By Claire Bernish, Anti Media
(ANTIMEDIA) Op-Ed — “When we send our young men and women into harm’s way,” Barack Obama asserted at the 2004 Democratic National Convention, “we have a solemn obligation not to fudge the numbers or shade the truth about why they are going, to care for their families while they’re gone, to tend to the soldiers upon their return, and to never, ever go to war without enough troops to win the war, secure the peace, and earn the respect of the world.”
To call this pre-presidential statement hypocritical now would be Monday morning quarterbacking — but that the president recently garnered the dubious distinction of heading the longest, albeit largely undeclared, wartime administration in U.S. presidential history, should not be taken lightly. Particularly as families of military members killed in combat attempt to honor fallen loved ones on Memorial Day.
With the multi-fronted war on the concept of terrorism once again kicking into high gear, remembering those who died during the Nobel Peace Prize-winning president’s tenure — very nearly 2,500 thus far — should be embarked upon with an eye toward preventing future needless casualties.
In no way does this disrespect the fallen. On the contrary, as old Cold War tensions mount with Russia, while the U.S. revisits hostilities both with China and North Korea, an optimal opportunity presents itself for dispelling common myths about American exceptionalism and imperialism — and the outright lies fueling largely U.S.-led international conflict.
An oddly effectual duopoly between the profit-spewing war machine and U.S. officials with grudges to match their sizable egos spawns unjustified military action on too many fronts for humanitarian groups and journalists to realistically keep in check.
Defense Secretary Ashton Carter appeared aboard the USS John C. Stennis as its convoy traveled through the South China Sea — close to both Chinese territorial waters as well as the hotly contested area surrounding its man-made islands.
But “The Stennis, you need to know,” wrote Patrick Smith for Salon, “is a nuclear-powered supercarrier that forward-deploys for indefinite periods with a strike group of escort vessels attending it. It travels with eight squadrons of attack craft on its deck — 25 to 30 fighter jets.”
Carter said during that appearance, “The United States intends to continue to play a role out here that it has for seven decades” — as if aggressively maneuvering so close to Chinese territory with a nuclear-powered convoy were de rigeuer in U.S. foreign policy.
In truth, Washington must keep Beijing closer to its traditional territorial waters, as the area of disputation likely handles “about half of global merchant shipping, a third of the planet’s oil shipping, two-thirds of global liquid natural gas shipments, and more than a 10th of Earth’s fish catch,” NBC News reported. China suddenly declaring colossal section of the sea as its own could be considered equally as hubristic as Carter’s Stennis speech.
Recognizing increasingly obvious U.S. presence and in response to the expected ruling by an international tribunal about the disputed area, Chinese deputy foreign minister Liu Zhenmin said Sunday in the Guardian, “when the ruling comes out our friends in the Philippines and in the United States will preach that the tribunal has binding power, and that China must obey the result. But surely we will be firm in saying that the results are illegal, that the tribunal has no binding power and China will not accept the ruling.”
Liu added China would “oppose the US if it stirs up any conflict in south-east Asia” and that it would maintain the right to “defend ourselves.”
==========
Goal: According to the op-ed, how many squadrons of attack craft does the USS John C. Stennis carry on its deck?

Data items:
==========
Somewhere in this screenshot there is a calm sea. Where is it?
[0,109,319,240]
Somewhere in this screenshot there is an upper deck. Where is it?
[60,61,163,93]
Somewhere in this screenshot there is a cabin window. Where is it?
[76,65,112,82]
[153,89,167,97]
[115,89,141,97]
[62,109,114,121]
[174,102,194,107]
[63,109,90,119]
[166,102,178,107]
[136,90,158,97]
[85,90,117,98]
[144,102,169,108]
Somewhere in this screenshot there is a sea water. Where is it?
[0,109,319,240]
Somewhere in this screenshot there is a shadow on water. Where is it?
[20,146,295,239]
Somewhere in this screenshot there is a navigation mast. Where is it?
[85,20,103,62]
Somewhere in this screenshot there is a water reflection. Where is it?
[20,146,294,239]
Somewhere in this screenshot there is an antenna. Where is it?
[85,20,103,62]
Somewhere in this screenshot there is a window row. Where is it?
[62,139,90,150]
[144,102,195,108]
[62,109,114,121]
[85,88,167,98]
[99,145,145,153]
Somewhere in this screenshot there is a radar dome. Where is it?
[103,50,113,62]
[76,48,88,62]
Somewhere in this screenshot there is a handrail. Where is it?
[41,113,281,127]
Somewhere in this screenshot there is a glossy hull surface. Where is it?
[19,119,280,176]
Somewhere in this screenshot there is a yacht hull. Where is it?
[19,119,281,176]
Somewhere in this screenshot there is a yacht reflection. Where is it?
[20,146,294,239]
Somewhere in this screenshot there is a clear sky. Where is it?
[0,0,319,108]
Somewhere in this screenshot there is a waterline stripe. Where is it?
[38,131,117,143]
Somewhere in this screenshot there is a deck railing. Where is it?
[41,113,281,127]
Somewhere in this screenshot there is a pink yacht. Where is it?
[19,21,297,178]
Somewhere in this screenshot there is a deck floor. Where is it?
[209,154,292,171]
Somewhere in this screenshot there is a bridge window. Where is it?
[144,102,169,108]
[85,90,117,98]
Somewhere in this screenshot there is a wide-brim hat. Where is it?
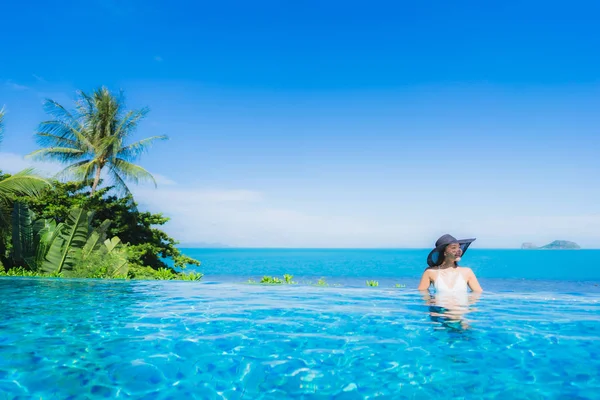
[427,234,475,267]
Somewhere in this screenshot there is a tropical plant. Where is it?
[20,182,200,268]
[29,87,167,195]
[12,203,128,277]
[0,109,50,266]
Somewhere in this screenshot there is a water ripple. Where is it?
[0,279,600,399]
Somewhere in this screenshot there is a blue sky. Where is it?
[0,0,600,248]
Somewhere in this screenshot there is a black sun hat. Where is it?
[427,234,475,267]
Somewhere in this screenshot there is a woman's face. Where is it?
[444,243,462,262]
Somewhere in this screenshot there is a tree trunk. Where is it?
[90,165,102,197]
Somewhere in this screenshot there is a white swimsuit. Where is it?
[433,270,467,293]
[433,270,469,312]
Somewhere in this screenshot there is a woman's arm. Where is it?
[467,268,483,292]
[417,269,431,290]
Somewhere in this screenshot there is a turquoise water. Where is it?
[183,249,600,284]
[0,278,600,399]
[0,249,600,400]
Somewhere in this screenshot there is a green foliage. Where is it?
[314,278,329,287]
[256,274,296,285]
[41,208,92,273]
[0,109,50,266]
[20,182,200,276]
[154,268,175,281]
[260,275,284,285]
[12,203,128,278]
[175,272,204,281]
[30,87,167,194]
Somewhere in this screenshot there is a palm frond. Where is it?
[36,131,80,149]
[0,168,50,199]
[109,168,132,196]
[26,147,86,162]
[56,159,96,181]
[115,107,150,140]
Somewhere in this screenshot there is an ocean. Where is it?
[182,248,600,290]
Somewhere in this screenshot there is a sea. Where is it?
[0,249,600,400]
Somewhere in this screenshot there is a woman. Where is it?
[418,234,483,293]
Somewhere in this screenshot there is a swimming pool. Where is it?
[0,278,600,399]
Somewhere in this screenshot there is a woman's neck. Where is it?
[439,261,456,269]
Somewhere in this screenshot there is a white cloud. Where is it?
[0,153,600,248]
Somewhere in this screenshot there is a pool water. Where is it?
[0,278,600,399]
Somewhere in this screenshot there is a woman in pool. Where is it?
[418,234,483,293]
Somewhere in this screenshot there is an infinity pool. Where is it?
[0,278,600,400]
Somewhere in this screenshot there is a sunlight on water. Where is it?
[0,278,600,399]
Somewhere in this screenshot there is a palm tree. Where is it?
[0,109,50,203]
[0,109,50,268]
[29,87,167,196]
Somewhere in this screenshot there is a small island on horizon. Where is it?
[521,240,581,250]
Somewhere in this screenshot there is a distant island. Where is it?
[521,240,581,250]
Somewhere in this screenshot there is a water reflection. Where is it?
[422,291,481,330]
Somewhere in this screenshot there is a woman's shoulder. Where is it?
[457,267,473,275]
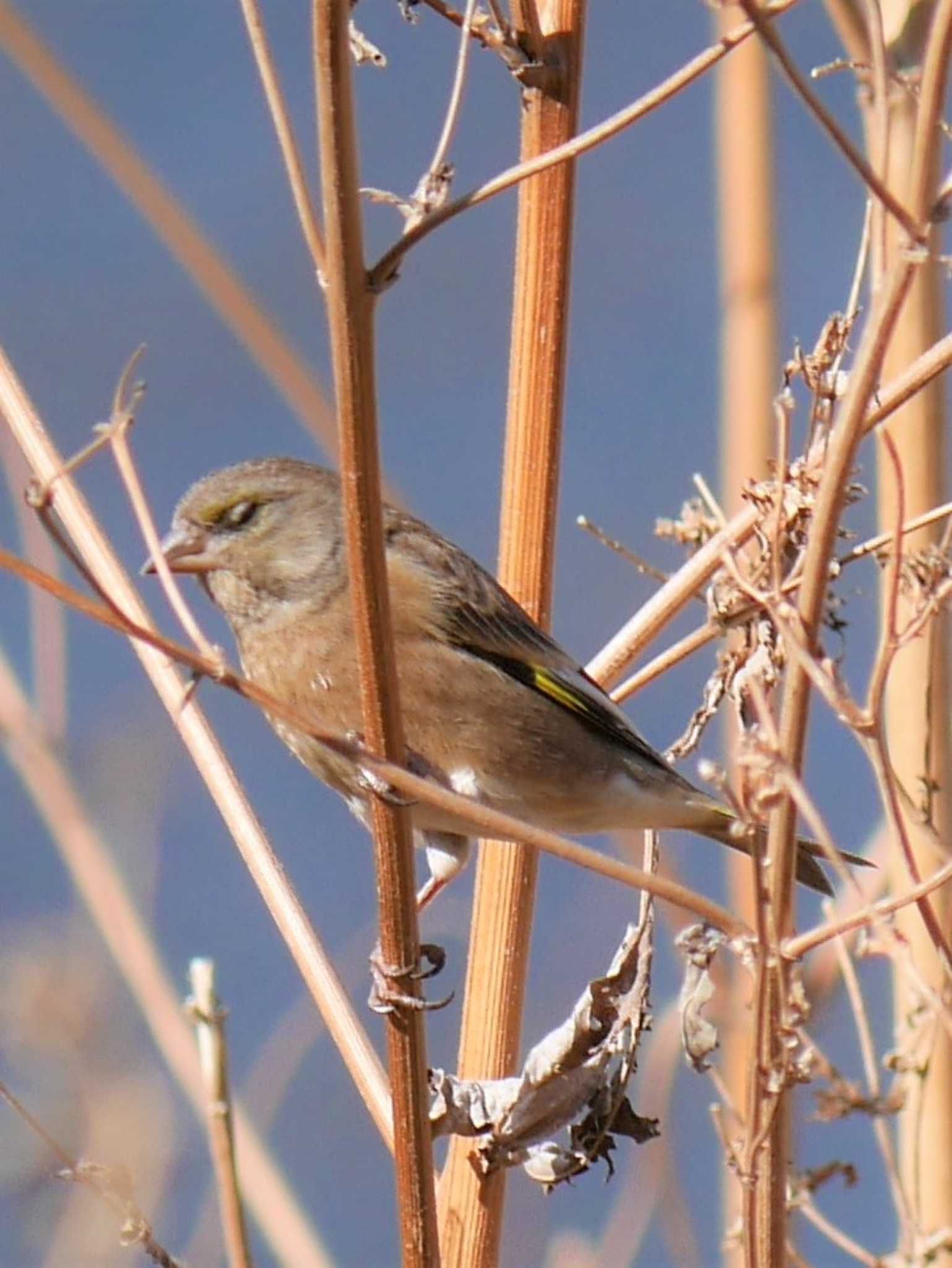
==========
Solution to this problem: Eight squadrons, with 25 to 30 fighter jets.